TRY IT:
Exactly the lines from the one holding "Target: white hatchback car" through the final line of the data are wanted, copied as written.

RECORDS SHOWN:
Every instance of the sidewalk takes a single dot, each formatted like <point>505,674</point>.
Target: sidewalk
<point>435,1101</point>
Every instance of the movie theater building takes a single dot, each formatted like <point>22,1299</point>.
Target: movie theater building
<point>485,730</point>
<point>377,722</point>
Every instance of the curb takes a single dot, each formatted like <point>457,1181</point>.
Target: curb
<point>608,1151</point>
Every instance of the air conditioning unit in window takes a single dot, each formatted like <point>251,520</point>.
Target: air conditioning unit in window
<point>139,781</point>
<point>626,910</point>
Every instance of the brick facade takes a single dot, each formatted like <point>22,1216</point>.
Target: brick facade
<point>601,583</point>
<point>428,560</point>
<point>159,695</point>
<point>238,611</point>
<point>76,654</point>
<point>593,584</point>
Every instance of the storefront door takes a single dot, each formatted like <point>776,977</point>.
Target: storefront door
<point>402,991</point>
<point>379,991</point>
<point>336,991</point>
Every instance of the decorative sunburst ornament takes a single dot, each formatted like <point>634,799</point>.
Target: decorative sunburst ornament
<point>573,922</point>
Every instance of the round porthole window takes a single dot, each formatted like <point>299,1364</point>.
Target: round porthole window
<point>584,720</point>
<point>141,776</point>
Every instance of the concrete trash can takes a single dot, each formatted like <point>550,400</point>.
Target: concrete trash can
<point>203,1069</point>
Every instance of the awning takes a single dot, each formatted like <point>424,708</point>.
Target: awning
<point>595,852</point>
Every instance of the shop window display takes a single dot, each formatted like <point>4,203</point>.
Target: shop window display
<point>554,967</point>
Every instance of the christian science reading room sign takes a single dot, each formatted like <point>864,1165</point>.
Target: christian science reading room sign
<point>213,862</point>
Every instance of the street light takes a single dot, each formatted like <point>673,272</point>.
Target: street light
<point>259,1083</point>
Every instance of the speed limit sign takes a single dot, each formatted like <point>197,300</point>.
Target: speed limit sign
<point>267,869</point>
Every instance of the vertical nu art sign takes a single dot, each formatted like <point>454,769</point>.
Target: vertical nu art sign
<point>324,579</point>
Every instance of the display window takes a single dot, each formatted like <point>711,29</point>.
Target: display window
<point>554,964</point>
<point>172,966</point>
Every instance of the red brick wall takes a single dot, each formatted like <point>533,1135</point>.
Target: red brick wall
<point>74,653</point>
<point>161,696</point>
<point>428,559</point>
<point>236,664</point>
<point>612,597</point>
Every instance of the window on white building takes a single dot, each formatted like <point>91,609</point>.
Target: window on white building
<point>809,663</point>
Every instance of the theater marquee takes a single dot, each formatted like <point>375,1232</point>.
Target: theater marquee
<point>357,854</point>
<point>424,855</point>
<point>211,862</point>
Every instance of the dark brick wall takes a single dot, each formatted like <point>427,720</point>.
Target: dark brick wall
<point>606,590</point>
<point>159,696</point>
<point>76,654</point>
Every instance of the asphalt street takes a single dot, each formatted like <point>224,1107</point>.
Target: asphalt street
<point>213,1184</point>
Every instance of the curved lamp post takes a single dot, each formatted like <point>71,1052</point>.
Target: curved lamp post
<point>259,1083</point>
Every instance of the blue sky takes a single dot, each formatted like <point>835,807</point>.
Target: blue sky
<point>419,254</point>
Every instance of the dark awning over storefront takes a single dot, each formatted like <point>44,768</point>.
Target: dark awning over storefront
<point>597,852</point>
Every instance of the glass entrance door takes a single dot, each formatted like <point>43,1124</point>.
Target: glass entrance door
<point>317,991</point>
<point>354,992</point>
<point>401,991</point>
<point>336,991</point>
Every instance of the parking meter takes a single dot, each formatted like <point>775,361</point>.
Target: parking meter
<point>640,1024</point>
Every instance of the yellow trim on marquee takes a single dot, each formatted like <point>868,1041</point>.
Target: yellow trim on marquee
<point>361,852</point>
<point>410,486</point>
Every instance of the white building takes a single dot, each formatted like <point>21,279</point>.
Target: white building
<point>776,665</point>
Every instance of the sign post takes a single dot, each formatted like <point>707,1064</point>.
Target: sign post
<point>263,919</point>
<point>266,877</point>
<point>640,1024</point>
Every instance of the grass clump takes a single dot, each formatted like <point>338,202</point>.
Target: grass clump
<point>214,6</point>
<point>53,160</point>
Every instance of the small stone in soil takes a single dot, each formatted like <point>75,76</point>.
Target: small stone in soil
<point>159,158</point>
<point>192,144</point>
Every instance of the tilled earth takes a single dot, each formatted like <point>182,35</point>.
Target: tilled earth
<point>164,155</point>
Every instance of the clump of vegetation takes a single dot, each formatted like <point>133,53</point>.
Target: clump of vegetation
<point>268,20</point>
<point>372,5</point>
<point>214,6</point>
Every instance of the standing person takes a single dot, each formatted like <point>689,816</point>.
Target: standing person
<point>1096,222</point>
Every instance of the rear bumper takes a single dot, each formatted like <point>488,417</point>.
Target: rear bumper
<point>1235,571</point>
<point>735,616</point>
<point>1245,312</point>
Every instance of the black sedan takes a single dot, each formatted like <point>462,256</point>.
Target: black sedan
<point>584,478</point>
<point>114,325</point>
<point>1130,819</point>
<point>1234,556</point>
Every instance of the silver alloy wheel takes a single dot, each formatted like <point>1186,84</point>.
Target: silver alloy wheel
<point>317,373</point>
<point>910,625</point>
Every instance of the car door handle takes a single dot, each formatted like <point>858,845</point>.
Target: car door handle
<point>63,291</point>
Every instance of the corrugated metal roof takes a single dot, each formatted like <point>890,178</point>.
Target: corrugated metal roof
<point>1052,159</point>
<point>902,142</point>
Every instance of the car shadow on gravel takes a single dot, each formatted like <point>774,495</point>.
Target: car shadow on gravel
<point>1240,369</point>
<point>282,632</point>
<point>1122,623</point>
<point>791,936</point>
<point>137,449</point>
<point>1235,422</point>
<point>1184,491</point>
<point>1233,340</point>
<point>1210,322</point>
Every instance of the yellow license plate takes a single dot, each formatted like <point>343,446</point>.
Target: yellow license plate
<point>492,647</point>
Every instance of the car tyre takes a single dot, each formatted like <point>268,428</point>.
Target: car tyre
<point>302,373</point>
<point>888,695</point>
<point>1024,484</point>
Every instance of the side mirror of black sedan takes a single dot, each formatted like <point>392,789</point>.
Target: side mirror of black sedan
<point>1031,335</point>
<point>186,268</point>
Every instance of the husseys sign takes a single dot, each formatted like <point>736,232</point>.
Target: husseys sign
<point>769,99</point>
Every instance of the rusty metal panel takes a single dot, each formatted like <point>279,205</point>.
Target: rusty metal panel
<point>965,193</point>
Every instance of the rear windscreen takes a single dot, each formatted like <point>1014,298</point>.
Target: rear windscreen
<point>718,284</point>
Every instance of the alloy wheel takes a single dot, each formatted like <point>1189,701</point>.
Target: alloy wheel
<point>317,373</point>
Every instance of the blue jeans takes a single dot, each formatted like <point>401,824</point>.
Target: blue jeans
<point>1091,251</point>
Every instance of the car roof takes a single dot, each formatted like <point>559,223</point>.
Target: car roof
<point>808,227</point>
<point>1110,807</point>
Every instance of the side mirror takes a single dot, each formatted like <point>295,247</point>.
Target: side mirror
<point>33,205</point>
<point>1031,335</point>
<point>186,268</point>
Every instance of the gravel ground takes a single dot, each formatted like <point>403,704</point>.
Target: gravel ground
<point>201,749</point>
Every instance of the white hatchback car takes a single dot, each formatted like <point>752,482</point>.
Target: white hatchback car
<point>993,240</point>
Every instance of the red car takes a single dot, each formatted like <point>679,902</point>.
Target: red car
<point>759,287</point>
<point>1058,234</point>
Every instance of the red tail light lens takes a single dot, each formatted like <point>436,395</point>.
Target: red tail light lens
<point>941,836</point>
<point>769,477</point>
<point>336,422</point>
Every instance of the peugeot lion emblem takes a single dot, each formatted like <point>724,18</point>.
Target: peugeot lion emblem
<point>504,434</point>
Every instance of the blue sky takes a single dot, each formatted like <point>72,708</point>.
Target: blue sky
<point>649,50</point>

WRITTEN RESPONSE:
Target: white hatchback car
<point>993,240</point>
Every instance of the red car takes a single dot, each formatted like <point>679,902</point>.
Target: red car
<point>759,287</point>
<point>1058,234</point>
Every instance of the red tail light lens takes a single dot, each formatted like <point>436,395</point>.
Target: red tail light lens
<point>941,836</point>
<point>769,477</point>
<point>336,422</point>
Every instance of the peugeot lion emblem takes a single dot, each formatted like <point>724,18</point>.
Target: peugeot lion emblem
<point>504,434</point>
Every instance of the blue sky takes a single dot, each formatted like <point>72,708</point>.
Target: blue sky
<point>649,50</point>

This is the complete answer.